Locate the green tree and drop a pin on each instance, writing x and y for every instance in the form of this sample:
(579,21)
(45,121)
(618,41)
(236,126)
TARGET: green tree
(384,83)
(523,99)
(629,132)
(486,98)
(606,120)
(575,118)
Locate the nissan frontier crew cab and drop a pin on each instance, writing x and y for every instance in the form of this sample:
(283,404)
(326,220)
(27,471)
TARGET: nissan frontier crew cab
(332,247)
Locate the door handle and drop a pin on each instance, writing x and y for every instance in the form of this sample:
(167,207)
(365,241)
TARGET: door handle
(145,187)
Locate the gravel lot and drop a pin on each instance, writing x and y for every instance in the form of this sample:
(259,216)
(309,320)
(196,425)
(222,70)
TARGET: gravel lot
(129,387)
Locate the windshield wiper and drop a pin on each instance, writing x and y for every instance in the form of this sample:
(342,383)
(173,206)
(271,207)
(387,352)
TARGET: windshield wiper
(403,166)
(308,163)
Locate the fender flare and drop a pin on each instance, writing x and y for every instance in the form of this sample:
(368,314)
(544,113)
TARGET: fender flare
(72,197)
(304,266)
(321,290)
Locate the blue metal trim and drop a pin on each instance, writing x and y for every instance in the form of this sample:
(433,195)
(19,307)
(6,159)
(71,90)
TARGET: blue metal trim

* * * * *

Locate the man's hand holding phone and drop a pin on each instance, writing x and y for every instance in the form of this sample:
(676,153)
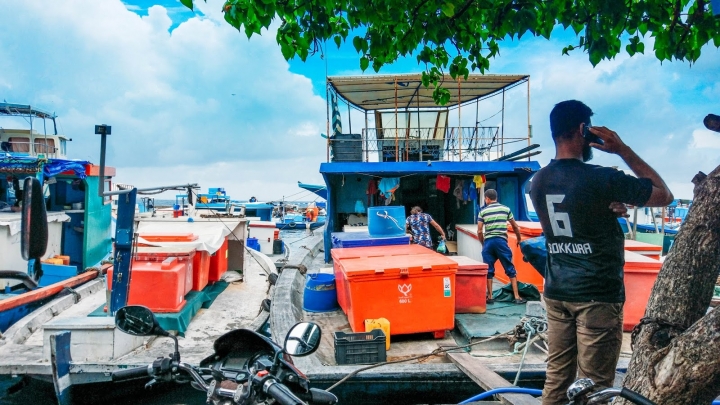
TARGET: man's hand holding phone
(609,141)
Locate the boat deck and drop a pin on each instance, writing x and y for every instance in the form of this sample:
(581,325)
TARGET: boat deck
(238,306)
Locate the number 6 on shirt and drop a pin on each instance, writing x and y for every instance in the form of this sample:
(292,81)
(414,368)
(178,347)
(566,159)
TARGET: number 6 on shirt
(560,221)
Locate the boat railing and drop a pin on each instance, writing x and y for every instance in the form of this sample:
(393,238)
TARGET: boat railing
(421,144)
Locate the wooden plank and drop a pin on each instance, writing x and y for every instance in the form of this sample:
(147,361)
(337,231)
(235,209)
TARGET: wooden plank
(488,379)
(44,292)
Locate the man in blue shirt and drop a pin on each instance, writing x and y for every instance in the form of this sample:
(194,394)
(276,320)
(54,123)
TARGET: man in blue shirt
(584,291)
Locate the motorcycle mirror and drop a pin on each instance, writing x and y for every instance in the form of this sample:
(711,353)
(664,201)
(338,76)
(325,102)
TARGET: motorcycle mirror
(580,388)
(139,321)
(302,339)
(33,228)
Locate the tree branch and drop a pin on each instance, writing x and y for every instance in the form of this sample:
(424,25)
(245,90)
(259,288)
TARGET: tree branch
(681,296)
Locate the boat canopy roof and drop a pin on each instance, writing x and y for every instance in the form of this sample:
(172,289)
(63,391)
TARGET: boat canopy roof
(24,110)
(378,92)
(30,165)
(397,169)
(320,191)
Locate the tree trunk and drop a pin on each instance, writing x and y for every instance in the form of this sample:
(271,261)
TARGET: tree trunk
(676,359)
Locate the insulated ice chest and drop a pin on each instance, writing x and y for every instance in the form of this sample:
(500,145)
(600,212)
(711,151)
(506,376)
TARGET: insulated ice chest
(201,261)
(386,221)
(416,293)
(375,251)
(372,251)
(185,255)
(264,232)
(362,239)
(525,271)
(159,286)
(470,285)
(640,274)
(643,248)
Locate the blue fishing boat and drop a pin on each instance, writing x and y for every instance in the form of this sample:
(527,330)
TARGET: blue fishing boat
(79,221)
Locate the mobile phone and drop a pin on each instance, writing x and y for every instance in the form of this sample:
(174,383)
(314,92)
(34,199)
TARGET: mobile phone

* * * * *

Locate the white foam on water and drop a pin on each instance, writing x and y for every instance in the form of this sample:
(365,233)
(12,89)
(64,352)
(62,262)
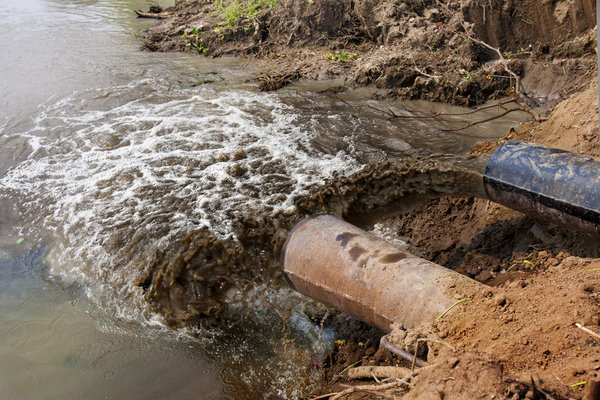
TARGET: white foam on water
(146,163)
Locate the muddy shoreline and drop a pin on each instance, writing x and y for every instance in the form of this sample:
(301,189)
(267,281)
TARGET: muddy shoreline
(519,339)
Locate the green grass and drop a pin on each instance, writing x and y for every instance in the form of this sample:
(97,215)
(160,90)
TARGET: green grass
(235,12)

* * * * *

SET TASK
Quote the entries word for word, starting with the line that contains "Locate the blue fishing" and going on through the line that contains "TARGET: mobile phone".

FULL OUTPUT
Locate the blue fishing boat and drop a pin on each instance, writing x and y for every instance in the form of this sample:
(527,330)
TARGET: blue fishing boat
(79,221)
Locate the mobile phone and drop a pin on each instance, writing x and y for every instance in the form of this sample:
(174,383)
(314,92)
(34,199)
TARGET: mobile phone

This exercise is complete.